Listed entries:
* * * * *

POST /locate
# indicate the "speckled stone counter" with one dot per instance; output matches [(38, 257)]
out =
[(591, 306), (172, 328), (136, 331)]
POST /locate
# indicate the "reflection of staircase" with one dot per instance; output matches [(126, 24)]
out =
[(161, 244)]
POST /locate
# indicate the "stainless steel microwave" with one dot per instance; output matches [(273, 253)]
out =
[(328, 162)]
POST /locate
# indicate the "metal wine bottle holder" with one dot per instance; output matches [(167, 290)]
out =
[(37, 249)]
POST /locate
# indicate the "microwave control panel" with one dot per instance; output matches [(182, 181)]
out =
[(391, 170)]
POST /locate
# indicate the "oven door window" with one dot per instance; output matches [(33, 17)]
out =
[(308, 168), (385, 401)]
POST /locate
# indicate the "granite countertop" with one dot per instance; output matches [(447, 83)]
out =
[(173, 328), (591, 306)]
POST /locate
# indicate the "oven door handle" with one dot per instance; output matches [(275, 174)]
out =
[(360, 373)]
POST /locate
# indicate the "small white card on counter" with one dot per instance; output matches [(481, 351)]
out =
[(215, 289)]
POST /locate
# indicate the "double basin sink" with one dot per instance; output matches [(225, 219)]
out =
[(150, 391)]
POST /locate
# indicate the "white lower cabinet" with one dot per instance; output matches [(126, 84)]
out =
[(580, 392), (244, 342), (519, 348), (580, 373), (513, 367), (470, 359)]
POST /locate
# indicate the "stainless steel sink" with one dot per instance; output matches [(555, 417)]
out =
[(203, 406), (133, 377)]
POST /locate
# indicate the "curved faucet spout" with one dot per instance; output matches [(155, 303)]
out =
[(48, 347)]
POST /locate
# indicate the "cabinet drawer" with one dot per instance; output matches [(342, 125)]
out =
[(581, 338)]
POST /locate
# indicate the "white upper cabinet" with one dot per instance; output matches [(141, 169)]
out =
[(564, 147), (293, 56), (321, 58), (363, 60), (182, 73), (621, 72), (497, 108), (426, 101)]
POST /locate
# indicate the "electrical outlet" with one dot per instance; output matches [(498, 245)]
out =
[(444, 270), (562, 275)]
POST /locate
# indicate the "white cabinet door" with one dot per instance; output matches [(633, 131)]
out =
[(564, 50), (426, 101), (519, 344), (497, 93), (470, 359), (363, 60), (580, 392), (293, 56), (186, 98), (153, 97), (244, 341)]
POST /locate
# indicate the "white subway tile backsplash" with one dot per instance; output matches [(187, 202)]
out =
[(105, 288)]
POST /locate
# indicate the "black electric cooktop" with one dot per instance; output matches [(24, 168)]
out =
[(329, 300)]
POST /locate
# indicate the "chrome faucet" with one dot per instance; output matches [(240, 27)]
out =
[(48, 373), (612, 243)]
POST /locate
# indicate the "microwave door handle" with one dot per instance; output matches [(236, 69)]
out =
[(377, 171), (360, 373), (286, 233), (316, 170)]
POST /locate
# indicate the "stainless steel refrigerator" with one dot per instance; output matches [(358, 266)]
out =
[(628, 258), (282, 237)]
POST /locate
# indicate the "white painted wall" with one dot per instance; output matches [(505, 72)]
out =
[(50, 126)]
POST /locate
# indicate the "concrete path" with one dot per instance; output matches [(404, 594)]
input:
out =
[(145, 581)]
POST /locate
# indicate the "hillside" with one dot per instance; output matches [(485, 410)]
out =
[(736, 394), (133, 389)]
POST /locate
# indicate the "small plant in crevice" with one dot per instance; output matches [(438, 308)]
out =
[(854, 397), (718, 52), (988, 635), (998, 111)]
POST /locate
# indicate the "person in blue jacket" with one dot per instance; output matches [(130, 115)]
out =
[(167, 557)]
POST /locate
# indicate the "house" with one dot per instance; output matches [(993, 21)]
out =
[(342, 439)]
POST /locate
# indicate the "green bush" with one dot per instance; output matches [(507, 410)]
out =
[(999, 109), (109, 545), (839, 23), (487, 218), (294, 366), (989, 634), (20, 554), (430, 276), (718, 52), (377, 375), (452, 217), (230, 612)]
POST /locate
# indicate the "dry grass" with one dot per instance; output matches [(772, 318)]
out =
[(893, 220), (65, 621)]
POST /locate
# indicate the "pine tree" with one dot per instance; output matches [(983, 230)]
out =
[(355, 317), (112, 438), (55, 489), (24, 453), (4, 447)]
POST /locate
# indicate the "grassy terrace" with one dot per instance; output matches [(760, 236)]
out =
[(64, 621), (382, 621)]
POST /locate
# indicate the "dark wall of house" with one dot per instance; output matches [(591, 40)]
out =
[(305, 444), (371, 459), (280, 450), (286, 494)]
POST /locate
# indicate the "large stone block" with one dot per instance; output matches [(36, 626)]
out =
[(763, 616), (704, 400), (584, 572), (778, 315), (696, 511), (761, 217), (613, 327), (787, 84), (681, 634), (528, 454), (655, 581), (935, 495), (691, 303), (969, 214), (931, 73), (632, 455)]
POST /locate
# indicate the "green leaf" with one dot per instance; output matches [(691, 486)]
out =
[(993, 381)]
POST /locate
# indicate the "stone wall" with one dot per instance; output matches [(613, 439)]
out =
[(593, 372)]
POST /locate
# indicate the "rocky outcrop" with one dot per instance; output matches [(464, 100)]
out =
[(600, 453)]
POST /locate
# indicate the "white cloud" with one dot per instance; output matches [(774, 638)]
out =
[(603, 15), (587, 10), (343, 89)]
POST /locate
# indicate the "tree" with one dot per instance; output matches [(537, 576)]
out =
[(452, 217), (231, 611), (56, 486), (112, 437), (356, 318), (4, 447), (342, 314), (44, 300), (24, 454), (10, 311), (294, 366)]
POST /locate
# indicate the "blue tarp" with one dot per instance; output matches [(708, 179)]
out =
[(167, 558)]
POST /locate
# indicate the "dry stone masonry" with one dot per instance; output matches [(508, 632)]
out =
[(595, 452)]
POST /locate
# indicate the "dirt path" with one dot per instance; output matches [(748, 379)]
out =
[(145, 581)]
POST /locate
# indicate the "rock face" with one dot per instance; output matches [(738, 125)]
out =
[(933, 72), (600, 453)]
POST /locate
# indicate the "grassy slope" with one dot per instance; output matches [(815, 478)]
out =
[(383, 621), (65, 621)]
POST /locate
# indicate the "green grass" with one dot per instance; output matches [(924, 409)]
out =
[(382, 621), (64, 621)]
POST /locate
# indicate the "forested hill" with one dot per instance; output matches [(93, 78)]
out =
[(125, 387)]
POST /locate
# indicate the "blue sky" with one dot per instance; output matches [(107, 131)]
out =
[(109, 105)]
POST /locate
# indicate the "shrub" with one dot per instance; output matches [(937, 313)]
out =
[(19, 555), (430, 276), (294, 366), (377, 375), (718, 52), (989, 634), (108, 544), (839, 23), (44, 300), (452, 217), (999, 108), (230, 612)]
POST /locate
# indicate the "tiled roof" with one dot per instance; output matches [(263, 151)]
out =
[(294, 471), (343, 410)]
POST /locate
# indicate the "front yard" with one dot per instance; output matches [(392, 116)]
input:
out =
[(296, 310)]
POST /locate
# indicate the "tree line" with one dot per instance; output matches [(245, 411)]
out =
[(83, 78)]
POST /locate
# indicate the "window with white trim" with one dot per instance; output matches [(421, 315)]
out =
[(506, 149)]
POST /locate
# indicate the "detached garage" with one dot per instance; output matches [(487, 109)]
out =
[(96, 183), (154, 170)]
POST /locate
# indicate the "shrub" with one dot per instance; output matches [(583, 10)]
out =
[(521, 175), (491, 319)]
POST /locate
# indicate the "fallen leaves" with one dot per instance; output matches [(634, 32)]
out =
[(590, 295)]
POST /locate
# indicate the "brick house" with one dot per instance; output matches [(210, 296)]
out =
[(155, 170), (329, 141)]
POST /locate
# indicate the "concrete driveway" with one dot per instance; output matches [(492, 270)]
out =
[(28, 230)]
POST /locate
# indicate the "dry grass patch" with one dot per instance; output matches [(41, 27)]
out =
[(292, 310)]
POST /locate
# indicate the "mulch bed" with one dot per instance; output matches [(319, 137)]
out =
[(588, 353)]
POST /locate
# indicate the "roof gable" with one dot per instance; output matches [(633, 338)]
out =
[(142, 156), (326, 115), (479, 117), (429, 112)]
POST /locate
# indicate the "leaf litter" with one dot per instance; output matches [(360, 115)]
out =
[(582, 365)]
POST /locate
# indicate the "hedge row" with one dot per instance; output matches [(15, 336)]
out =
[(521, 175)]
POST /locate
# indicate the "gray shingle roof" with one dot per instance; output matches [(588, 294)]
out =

* * * * *

Find every line in the data above that contains the word "steel" and copy each of those lines in full.

# indicate the "stainless steel microwave" with one dot per instance; output matches [(273, 253)]
# indicate the "stainless steel sink" with one dot per instance; output matches [(555, 417)]
# indicate the "stainless steel refrigerator" with one dot per instance; output matches [(358, 266)]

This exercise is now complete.